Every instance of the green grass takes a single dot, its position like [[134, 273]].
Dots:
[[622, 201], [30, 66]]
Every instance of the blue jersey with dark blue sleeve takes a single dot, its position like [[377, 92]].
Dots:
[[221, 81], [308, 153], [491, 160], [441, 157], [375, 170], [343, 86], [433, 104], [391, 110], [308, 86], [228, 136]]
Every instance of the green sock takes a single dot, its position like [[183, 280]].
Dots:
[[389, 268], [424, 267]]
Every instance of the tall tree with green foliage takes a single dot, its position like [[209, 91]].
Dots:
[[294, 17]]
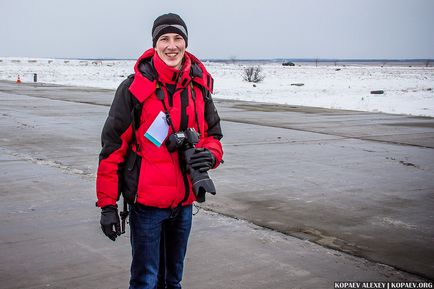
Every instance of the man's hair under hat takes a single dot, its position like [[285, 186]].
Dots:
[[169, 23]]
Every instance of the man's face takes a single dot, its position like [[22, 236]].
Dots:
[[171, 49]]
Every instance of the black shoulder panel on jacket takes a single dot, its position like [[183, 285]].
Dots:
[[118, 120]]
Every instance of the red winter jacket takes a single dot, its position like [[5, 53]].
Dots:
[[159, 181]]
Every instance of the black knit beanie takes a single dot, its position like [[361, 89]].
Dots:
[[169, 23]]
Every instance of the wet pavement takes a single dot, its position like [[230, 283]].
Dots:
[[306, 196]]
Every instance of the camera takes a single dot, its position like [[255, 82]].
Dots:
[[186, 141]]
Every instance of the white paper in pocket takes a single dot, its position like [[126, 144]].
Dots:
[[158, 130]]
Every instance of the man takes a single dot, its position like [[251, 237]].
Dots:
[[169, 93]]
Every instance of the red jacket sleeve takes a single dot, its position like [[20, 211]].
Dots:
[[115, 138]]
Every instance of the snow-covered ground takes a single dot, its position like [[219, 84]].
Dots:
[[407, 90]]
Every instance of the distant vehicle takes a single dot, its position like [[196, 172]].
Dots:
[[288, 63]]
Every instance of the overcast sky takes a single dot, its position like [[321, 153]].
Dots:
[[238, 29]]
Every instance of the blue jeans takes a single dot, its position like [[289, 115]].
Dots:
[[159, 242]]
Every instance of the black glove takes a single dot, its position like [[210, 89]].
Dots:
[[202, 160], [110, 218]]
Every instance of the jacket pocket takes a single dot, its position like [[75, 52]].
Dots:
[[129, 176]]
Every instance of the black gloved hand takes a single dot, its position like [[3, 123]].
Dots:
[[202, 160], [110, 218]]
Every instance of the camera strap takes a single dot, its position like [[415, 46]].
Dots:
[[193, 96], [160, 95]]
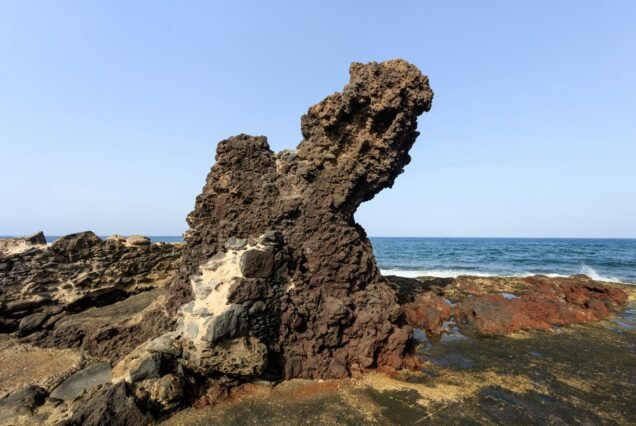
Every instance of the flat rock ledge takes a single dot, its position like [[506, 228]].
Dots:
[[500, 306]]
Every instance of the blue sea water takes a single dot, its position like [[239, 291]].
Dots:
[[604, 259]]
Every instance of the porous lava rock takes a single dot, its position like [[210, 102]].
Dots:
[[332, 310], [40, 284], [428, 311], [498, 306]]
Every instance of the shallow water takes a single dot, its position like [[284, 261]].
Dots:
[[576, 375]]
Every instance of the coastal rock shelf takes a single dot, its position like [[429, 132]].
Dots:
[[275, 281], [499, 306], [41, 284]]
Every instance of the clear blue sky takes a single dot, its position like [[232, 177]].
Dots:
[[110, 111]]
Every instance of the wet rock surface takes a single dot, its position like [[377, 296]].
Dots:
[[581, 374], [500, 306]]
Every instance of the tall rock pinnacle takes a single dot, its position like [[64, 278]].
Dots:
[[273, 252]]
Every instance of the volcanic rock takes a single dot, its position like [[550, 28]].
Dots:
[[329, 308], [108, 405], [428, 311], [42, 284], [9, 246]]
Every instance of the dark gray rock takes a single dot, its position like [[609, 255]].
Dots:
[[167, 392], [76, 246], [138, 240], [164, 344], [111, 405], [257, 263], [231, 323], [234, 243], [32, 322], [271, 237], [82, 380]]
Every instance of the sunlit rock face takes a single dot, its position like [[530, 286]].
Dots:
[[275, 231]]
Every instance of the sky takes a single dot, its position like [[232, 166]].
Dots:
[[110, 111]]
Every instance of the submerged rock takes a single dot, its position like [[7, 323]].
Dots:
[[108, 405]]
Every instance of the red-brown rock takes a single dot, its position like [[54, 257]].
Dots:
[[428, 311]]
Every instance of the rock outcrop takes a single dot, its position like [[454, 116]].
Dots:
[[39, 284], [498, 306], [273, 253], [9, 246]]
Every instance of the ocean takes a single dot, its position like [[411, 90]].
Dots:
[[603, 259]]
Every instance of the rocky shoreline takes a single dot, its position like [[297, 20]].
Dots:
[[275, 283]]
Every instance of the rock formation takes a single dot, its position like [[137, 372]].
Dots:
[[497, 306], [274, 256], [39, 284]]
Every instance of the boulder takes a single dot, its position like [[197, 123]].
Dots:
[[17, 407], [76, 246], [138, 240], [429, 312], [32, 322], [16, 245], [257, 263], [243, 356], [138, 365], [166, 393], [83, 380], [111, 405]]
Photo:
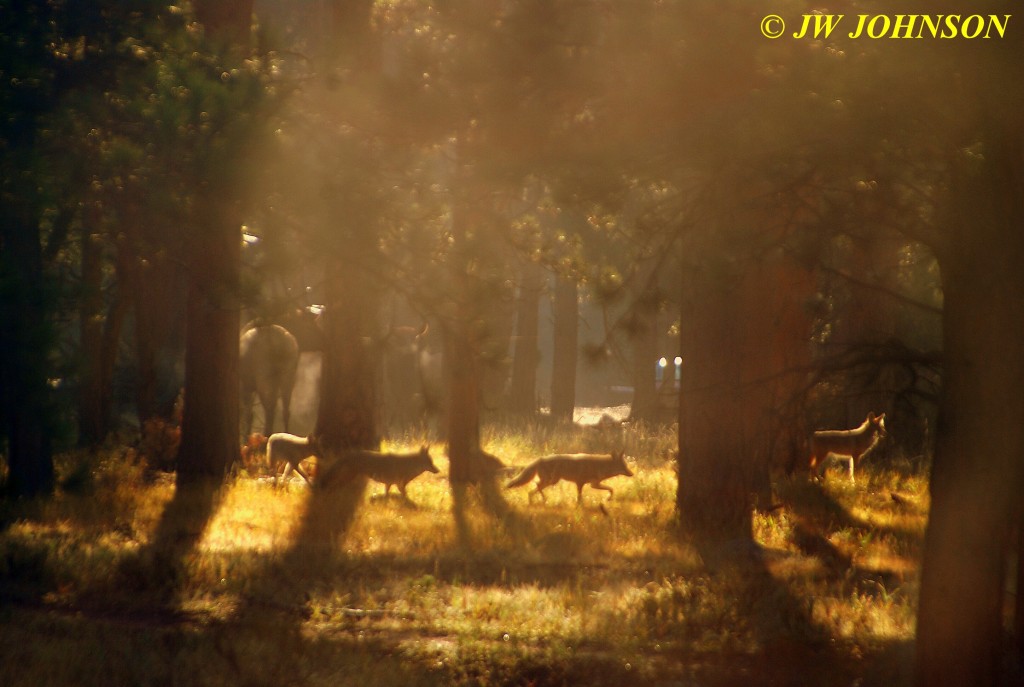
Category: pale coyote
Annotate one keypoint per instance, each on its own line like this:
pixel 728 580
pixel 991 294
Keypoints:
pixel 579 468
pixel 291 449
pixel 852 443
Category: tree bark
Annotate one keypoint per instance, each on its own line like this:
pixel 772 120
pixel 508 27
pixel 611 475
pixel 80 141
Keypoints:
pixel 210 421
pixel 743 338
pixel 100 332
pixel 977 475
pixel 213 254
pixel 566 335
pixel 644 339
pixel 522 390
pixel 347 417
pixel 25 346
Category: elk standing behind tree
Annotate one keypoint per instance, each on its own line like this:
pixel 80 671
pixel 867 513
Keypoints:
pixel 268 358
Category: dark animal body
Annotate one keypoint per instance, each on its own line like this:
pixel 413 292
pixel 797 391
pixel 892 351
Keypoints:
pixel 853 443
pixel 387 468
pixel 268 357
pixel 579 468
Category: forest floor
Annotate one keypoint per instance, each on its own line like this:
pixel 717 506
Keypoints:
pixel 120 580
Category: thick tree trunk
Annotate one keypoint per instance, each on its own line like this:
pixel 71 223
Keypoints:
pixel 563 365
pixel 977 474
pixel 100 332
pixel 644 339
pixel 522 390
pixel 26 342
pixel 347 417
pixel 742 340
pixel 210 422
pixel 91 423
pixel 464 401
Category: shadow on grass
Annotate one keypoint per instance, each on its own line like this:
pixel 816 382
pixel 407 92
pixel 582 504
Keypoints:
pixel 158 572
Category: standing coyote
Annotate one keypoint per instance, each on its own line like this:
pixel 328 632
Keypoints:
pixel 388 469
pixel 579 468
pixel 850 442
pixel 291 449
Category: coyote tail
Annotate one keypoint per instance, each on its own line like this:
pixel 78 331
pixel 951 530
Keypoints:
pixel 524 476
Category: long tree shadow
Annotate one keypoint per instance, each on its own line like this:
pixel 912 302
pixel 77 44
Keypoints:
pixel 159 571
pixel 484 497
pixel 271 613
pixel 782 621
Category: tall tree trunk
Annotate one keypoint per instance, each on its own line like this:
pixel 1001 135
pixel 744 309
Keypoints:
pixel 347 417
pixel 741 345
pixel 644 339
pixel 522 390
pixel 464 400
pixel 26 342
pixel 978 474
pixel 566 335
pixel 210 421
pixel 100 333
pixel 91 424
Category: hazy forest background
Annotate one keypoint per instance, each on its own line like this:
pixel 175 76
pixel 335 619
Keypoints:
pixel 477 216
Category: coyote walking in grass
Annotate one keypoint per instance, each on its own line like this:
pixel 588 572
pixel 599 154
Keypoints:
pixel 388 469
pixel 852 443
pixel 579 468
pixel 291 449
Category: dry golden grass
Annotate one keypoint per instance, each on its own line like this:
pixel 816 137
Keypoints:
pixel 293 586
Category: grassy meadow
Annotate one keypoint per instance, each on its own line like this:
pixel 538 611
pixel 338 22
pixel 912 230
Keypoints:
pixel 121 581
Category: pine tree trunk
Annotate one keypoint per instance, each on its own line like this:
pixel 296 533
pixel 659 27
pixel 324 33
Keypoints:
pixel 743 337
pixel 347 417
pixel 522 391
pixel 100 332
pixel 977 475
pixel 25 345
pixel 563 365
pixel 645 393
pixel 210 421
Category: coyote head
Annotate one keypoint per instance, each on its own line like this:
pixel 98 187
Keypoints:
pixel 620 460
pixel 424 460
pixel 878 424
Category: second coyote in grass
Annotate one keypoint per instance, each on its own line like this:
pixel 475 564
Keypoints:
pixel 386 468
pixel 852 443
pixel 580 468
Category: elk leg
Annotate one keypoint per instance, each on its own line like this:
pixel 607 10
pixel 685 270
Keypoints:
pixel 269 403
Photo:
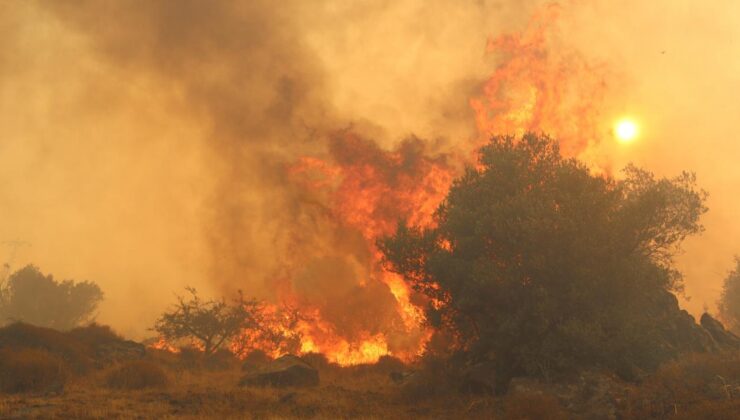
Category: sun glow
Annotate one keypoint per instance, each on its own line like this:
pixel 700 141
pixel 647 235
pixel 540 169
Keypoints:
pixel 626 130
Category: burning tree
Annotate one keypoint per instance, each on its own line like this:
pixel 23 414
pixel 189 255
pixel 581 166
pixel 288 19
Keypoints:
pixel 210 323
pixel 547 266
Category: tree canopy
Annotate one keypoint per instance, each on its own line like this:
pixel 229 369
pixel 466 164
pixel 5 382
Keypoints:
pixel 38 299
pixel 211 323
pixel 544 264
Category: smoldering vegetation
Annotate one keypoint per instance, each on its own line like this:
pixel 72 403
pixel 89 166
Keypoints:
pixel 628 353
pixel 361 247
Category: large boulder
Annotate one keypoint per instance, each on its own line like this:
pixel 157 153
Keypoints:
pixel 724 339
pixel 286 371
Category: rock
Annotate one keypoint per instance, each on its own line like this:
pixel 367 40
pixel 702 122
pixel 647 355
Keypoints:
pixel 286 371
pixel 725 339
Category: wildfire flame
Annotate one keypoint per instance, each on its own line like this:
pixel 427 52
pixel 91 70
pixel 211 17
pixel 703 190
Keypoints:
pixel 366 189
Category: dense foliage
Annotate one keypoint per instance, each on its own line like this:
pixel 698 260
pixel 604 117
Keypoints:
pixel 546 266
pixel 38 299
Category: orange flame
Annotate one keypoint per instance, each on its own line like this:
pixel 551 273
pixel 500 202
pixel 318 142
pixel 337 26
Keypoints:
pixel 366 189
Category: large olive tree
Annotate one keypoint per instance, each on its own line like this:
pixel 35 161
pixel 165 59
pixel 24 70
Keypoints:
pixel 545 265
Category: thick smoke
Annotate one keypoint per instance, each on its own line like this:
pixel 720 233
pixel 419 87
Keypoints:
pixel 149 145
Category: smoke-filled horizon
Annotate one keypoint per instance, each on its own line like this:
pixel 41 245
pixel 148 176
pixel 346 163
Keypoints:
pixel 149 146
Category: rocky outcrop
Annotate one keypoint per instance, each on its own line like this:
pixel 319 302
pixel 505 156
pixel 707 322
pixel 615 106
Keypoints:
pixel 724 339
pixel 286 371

= = = =

The output should be exactly the lines above from the line containing "Category: forest floor" to the line containing "pixel 296 533", inclusive, with no other lines.

_Problem solution:_
Category: forest floor
Annotate one keypoint per instance, each on its own line like this:
pixel 717 506
Keypoints:
pixel 120 580
Category: thick tree trunk
Annotate one keypoint per instance, each on its own line like this:
pixel 71 223
Keypoints:
pixel 563 365
pixel 977 474
pixel 100 332
pixel 644 339
pixel 522 390
pixel 26 342
pixel 347 417
pixel 742 340
pixel 210 422
pixel 91 423
pixel 464 401
Category: shadow on grass
Annotate one keypoint per instance, each on its own line like this:
pixel 816 382
pixel 407 92
pixel 582 504
Keypoints:
pixel 158 572
Category: standing coyote
Annotate one keypoint per instance, each on its own line like this:
pixel 328 632
Keypoints:
pixel 388 469
pixel 579 468
pixel 850 442
pixel 291 449
Category: coyote tail
Annotate one keypoint per instance, each on its own line like this:
pixel 78 331
pixel 951 530
Keypoints:
pixel 524 476
Category: long tree shadow
Annotate one keypoint per instance, each on its own line like this:
pixel 912 302
pixel 77 44
Keypoints:
pixel 159 571
pixel 484 497
pixel 271 613
pixel 782 621
Category: tall tree trunk
Annotate one keypoint per instance, each on its own line like this:
pixel 1001 135
pixel 744 309
Keypoints:
pixel 347 417
pixel 741 345
pixel 644 339
pixel 522 390
pixel 464 400
pixel 26 342
pixel 978 474
pixel 566 335
pixel 210 421
pixel 100 333
pixel 91 424
Category: hazy forest background
Annotate one keypoint per instance, each on its own line like this:
pixel 175 76
pixel 335 619
Keypoints:
pixel 477 216
Category: coyote walking in grass
Annotate one keypoint per instance, each on its own line like this:
pixel 588 572
pixel 599 154
Keypoints:
pixel 388 469
pixel 852 443
pixel 579 468
pixel 291 449
Category: dry golden grass
Annotate one keypoint per instance, each on its own line like this:
pixel 816 137
Keypoints:
pixel 293 586
Category: grassy meadow
Annotate one keypoint per instance, each on its own line like this:
pixel 538 611
pixel 338 22
pixel 912 230
Keypoints:
pixel 121 581
Category: pine tree trunk
Annotate one keypoint per instance, each on its own line like this:
pixel 296 533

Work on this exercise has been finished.